Document segment:
------------

Thursday, June 9, 2011

NOAA PhytoplanktonTesting

Ok...I did do something cool yesterday!  My students have been participating in water testing for a program call the Phytoplankton Monitoring Network (PMN) that is a part of NOAA (the National Oceanic and Atmospheric Administration).  Think of phytoplankton as little water animals that you can't see with your eyes! During the school year, there have been 3 primary student investigators (Jan, Michael, and Caroline)...they have detected 2 confirmed "blooms" in our river.  This is how it works...we get a sample of the river water, we analyze it under the microscope by determining how many and what phytoplankton is in our water sample.  We then report our data into the official NOAA PMN website.  We are considered an OFFICIAL TEST SITE...cool beans!   If there are a bunch of the little animals in the water (over 9,000) we have a BLOOM.  Blooms DON'T mean toxic or bad.  They can...but they don't have to be bad.  Ours have not been "bad."

Yesterday, Mark (a former student from Northeastern University, chem Major...awesome science nerd!), Jan, and Jan's brother Jeff, came to school to do the analysis (geniuses!).  We also met with Matt the NOAA guy we report to and his assistant Andrew.  Matt and Andrew came from South Caroline!  Joining the fun was Ms. Kristy (Butterfly Princess!)

------------

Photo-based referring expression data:
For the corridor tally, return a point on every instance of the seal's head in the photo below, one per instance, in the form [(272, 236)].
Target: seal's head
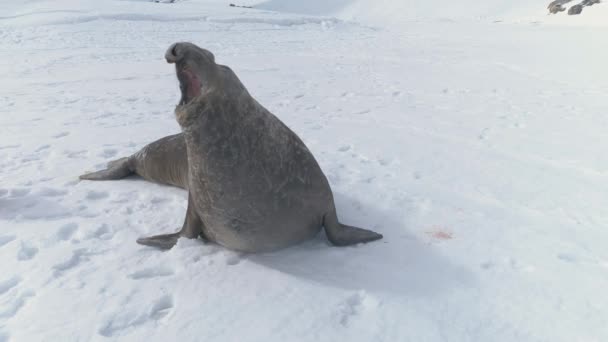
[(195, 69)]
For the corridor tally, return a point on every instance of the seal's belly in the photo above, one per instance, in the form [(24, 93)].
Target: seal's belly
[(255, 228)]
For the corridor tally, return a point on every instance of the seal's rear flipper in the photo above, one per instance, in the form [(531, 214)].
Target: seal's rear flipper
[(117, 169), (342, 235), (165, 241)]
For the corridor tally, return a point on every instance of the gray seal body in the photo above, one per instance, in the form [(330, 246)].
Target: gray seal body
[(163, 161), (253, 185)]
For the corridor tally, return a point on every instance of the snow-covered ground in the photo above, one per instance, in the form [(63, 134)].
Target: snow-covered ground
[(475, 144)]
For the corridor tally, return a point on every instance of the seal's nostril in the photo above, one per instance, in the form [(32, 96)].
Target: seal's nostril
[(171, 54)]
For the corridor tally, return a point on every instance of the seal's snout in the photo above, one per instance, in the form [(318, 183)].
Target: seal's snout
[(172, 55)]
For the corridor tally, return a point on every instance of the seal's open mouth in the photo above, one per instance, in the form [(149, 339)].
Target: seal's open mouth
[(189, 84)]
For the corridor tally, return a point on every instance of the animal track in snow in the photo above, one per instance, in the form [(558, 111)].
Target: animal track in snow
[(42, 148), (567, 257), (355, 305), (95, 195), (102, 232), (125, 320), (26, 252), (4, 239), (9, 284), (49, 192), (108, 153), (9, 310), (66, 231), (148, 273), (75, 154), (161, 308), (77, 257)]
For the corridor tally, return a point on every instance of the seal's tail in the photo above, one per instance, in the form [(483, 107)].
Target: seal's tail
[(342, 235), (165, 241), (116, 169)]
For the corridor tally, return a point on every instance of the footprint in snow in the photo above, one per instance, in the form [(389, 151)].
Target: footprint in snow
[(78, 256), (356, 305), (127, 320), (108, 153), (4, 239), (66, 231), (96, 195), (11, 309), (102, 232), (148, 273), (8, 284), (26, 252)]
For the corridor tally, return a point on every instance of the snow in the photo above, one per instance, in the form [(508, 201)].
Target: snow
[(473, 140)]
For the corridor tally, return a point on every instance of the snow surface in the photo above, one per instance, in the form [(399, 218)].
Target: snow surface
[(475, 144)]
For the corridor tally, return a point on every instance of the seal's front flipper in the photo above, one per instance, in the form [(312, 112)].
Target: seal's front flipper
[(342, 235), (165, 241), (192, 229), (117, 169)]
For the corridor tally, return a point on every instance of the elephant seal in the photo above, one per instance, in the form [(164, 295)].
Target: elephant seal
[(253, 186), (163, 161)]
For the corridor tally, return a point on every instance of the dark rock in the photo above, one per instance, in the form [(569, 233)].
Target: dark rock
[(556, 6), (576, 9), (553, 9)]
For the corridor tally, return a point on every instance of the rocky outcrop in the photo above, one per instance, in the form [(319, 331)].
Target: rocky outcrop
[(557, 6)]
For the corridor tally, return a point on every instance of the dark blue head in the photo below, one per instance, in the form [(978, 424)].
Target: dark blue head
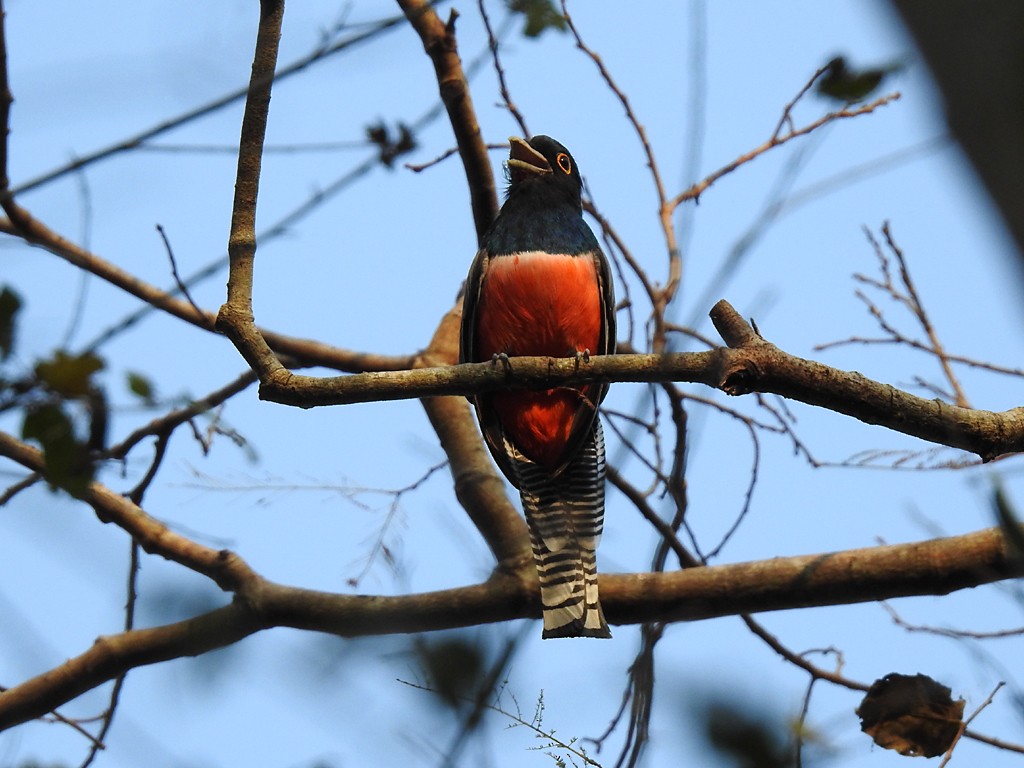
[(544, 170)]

------------

Tasks to perform:
1: Answer these questions about the blog post on phytoplankton testing:
(a) What is the name of the program the students have been testing water for?
(b) How many primary student investigators were there during the school year?
(c) Above what number of the little animals in the water does the sample count as a bloom?
2: Reproduce the passage of the blog post on phytoplankton testing from "Yesterday, Mark (a" up to and including "Kristy (Butterfly Princess!)".
The rows have no connection to the blog post.

Results of the exercise:
1:
(a) The Phytoplankton Monitoring Network (PMN), part of NOAA.
(b) Three: Jan, Michael, and Caroline.
(c) 9,000.

2:
Yesterday, Mark (a former student from Northeastern University, chem Major...awesome science nerd!), Jan, and Jan's brother Jeff, came to school to do the analysis (geniuses!).  We also met with Matt the NOAA guy we report to and his assistant Andrew.  Matt and Andrew came from South Caroline!  Joining the fun was Ms. Kristy (Butterfly Princess!)